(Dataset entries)

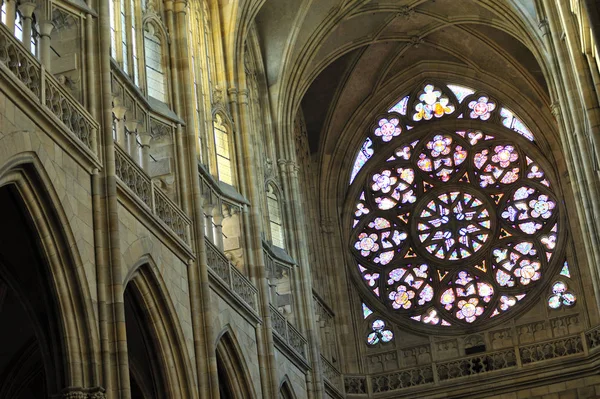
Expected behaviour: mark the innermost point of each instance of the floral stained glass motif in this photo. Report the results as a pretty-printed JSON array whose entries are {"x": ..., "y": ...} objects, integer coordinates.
[
  {"x": 453, "y": 228},
  {"x": 561, "y": 296},
  {"x": 432, "y": 103},
  {"x": 529, "y": 209},
  {"x": 454, "y": 225},
  {"x": 497, "y": 165},
  {"x": 400, "y": 107},
  {"x": 379, "y": 333},
  {"x": 482, "y": 108},
  {"x": 565, "y": 270},
  {"x": 393, "y": 188},
  {"x": 441, "y": 157},
  {"x": 363, "y": 156},
  {"x": 461, "y": 92},
  {"x": 388, "y": 129},
  {"x": 512, "y": 122}
]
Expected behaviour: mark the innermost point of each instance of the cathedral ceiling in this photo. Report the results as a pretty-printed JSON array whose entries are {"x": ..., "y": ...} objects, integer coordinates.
[{"x": 340, "y": 52}]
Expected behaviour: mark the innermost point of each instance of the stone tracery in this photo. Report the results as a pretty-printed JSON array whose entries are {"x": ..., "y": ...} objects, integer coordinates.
[{"x": 452, "y": 227}]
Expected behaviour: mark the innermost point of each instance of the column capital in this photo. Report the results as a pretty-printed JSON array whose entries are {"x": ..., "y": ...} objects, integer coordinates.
[
  {"x": 132, "y": 125},
  {"x": 46, "y": 28},
  {"x": 145, "y": 139},
  {"x": 27, "y": 9},
  {"x": 181, "y": 6},
  {"x": 119, "y": 112},
  {"x": 555, "y": 109},
  {"x": 544, "y": 26},
  {"x": 244, "y": 96}
]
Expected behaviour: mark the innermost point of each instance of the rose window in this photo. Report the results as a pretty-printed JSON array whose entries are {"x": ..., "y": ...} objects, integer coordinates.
[{"x": 453, "y": 227}]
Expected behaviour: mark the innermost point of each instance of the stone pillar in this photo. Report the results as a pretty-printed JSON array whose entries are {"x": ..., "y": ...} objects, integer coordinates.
[
  {"x": 210, "y": 234},
  {"x": 131, "y": 129},
  {"x": 145, "y": 161},
  {"x": 26, "y": 10},
  {"x": 119, "y": 112},
  {"x": 217, "y": 213},
  {"x": 11, "y": 13},
  {"x": 44, "y": 43}
]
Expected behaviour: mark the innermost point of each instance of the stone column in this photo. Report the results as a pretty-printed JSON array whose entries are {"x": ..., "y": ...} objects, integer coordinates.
[
  {"x": 200, "y": 297},
  {"x": 26, "y": 10},
  {"x": 217, "y": 213},
  {"x": 44, "y": 43},
  {"x": 131, "y": 129},
  {"x": 119, "y": 112},
  {"x": 11, "y": 13},
  {"x": 210, "y": 232},
  {"x": 145, "y": 161}
]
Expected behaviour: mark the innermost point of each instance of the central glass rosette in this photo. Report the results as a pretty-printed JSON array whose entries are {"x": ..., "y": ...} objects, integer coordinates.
[
  {"x": 454, "y": 228},
  {"x": 453, "y": 224}
]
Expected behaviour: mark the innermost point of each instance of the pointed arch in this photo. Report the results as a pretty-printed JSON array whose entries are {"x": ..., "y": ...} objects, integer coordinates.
[
  {"x": 223, "y": 139},
  {"x": 285, "y": 389},
  {"x": 156, "y": 316},
  {"x": 156, "y": 50},
  {"x": 69, "y": 342},
  {"x": 232, "y": 368},
  {"x": 275, "y": 213}
]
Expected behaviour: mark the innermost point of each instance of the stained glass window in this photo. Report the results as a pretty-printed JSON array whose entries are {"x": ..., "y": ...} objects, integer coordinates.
[{"x": 454, "y": 226}]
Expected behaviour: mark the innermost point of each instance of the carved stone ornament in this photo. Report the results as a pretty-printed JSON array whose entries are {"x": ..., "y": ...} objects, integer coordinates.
[{"x": 159, "y": 130}]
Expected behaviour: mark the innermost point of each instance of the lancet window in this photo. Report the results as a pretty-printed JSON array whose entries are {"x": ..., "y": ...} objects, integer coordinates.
[
  {"x": 275, "y": 217},
  {"x": 223, "y": 150},
  {"x": 141, "y": 53},
  {"x": 456, "y": 215}
]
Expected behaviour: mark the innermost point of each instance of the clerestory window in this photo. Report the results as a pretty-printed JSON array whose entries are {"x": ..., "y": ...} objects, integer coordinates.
[{"x": 456, "y": 218}]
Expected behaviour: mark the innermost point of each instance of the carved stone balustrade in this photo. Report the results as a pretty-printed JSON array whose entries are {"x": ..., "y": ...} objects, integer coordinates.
[
  {"x": 332, "y": 375},
  {"x": 235, "y": 282},
  {"x": 46, "y": 89},
  {"x": 286, "y": 334},
  {"x": 552, "y": 355},
  {"x": 140, "y": 184}
]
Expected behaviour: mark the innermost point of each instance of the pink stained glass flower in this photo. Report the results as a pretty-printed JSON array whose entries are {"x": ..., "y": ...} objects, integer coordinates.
[
  {"x": 383, "y": 181},
  {"x": 481, "y": 108},
  {"x": 430, "y": 317},
  {"x": 504, "y": 155},
  {"x": 371, "y": 279},
  {"x": 402, "y": 297},
  {"x": 432, "y": 103},
  {"x": 367, "y": 244},
  {"x": 440, "y": 145},
  {"x": 388, "y": 129},
  {"x": 541, "y": 206},
  {"x": 560, "y": 296},
  {"x": 361, "y": 209},
  {"x": 527, "y": 271},
  {"x": 469, "y": 310}
]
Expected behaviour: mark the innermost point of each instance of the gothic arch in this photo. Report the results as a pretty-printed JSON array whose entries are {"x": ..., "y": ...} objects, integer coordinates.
[
  {"x": 157, "y": 317},
  {"x": 70, "y": 346},
  {"x": 285, "y": 389},
  {"x": 233, "y": 368}
]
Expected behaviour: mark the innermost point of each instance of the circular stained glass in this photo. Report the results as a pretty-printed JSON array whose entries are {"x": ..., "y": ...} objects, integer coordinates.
[
  {"x": 453, "y": 228},
  {"x": 454, "y": 224}
]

TASK OBJECTIVE -
The answer must repeat every record exactly, with all pictures left out.

EXPECTED ANSWER -
Expected behaviour: mark the innermost point of each instance of the floral stained glass motif in this photo. Report the results as a pretty-printed JSON array whose entries are {"x": ..., "y": ...} objects, integer coordinates.
[
  {"x": 453, "y": 228},
  {"x": 561, "y": 296},
  {"x": 432, "y": 103},
  {"x": 529, "y": 209},
  {"x": 454, "y": 225},
  {"x": 497, "y": 165},
  {"x": 400, "y": 107},
  {"x": 379, "y": 333},
  {"x": 482, "y": 108},
  {"x": 565, "y": 270},
  {"x": 393, "y": 188},
  {"x": 441, "y": 157},
  {"x": 363, "y": 156},
  {"x": 461, "y": 92},
  {"x": 388, "y": 129},
  {"x": 512, "y": 122}
]
Expected behaviour: mark the innermost point of each instance of the cathedral ceiling in this photo. Report the results as a pretty-printed JSON array whose entries are {"x": ..., "y": ...} objects, integer coordinates.
[{"x": 340, "y": 52}]
Expected behaviour: mark the innermost point of each instance of the stone tracery in this photo. Report the results as a pretty-printed JSON array whose entries are {"x": ..., "y": ...} objects, integer coordinates.
[{"x": 452, "y": 227}]
Expected behaviour: mark the innermost point of each instance of the column capital in this photo. Report the results as a pretty-printed JSON array whose entries are {"x": ..., "y": ...} objects, integer coordinates.
[
  {"x": 132, "y": 125},
  {"x": 46, "y": 28},
  {"x": 145, "y": 139},
  {"x": 27, "y": 9},
  {"x": 181, "y": 6},
  {"x": 119, "y": 112},
  {"x": 555, "y": 109},
  {"x": 544, "y": 26},
  {"x": 244, "y": 96}
]
Expected behaviour: mark the innermost point of each instance of the rose window in this photo. Report the results as a pretty-printed JSON array whose entries are {"x": ..., "y": ...} objects, integer coordinates.
[{"x": 453, "y": 227}]
Expected behaviour: mark the innermost point of each instance of the stone pillar in this photo. Report the results as a pretty-printed JSON array whose entries are {"x": ..., "y": ...} objects, integer coordinates.
[
  {"x": 210, "y": 234},
  {"x": 131, "y": 129},
  {"x": 145, "y": 161},
  {"x": 26, "y": 10},
  {"x": 119, "y": 112},
  {"x": 217, "y": 213},
  {"x": 11, "y": 13},
  {"x": 44, "y": 43}
]
Expected behaviour: mark the innermost point of each instance of the stone column in this photo. Report the results as a pretty-printed JSON array whose entries are {"x": ..., "y": ...} objects, integer coordinates.
[
  {"x": 200, "y": 297},
  {"x": 26, "y": 10},
  {"x": 217, "y": 213},
  {"x": 44, "y": 43},
  {"x": 131, "y": 129},
  {"x": 119, "y": 112},
  {"x": 11, "y": 13},
  {"x": 210, "y": 232},
  {"x": 145, "y": 161}
]
Expected behaviour: mark the innermost point of each instance of the central glass rosette in this photo. Report the results as a pretty-printed JSON array whose entries are {"x": ..., "y": ...} objects, integer coordinates.
[
  {"x": 454, "y": 228},
  {"x": 453, "y": 224}
]
Expected behaviour: mark the innermost point of each instance of the pointed arch in this photo. Report the results as a pretty-printed JSON array whose entries are {"x": ..., "y": ...} objects, integer coordinates.
[
  {"x": 223, "y": 139},
  {"x": 285, "y": 389},
  {"x": 156, "y": 316},
  {"x": 156, "y": 50},
  {"x": 69, "y": 342},
  {"x": 232, "y": 368},
  {"x": 275, "y": 213}
]
Expected behaviour: mark the innermost point of each instance of the stained glass window in this photo. Report the results as a pretty-printed JSON array whose entries are {"x": ..., "y": ...} objects, integer coordinates.
[{"x": 454, "y": 226}]
Expected behaviour: mark the innermost point of each instance of the carved stone ornament in this photo. Report the results as a pretty-printed JSON array whose entries are {"x": ..., "y": ...} objects, integer coordinates.
[{"x": 159, "y": 130}]
Expected behaviour: mark the innermost point of each instance of the lancet window in this photo. Report the results as a pretty-printed JSON array whose entries are {"x": ..., "y": ...} objects, integer coordinates.
[
  {"x": 275, "y": 217},
  {"x": 223, "y": 150},
  {"x": 141, "y": 53},
  {"x": 456, "y": 215}
]
Expected behaviour: mark the innermost point of each instance of the clerestory window in this photo. Report the results as a pretty-printed JSON array whose entries are {"x": ..., "y": ...} objects, integer coordinates.
[{"x": 456, "y": 218}]
Expected behaviour: mark the innermost point of each instance of the carved stone balustrade in this photo. Report the results as a pretty-printed JSON array whose entries are {"x": ..., "y": ...} objects, integer coordinates.
[
  {"x": 332, "y": 375},
  {"x": 235, "y": 282},
  {"x": 46, "y": 89},
  {"x": 286, "y": 334},
  {"x": 552, "y": 355},
  {"x": 140, "y": 184}
]
Expected behaviour: mark the innermost point of each instance of the pink stained glass flower in this photo. Report the results as a pretty-printed JSON array whose entries are {"x": ..., "y": ...} objects, integer coordinates.
[
  {"x": 383, "y": 181},
  {"x": 481, "y": 108},
  {"x": 430, "y": 317},
  {"x": 504, "y": 155},
  {"x": 371, "y": 279},
  {"x": 402, "y": 297},
  {"x": 432, "y": 103},
  {"x": 367, "y": 244},
  {"x": 440, "y": 145},
  {"x": 388, "y": 129},
  {"x": 541, "y": 206},
  {"x": 560, "y": 296},
  {"x": 361, "y": 209},
  {"x": 527, "y": 271},
  {"x": 469, "y": 310}
]
Expected behaviour: mark the innermost point of each instance of the gothic arch in this photo. Report the results as a pretty-printed JSON array whose entries are {"x": ..., "y": ...} objects, integer coordinates.
[
  {"x": 157, "y": 317},
  {"x": 70, "y": 346},
  {"x": 285, "y": 389},
  {"x": 233, "y": 368}
]
Expected behaviour: mark the innermost point of each instance of the circular stained glass in this photo. Report the results as a pretty-printed JSON array whose entries are {"x": ..., "y": ...} objects, integer coordinates.
[
  {"x": 453, "y": 228},
  {"x": 454, "y": 224}
]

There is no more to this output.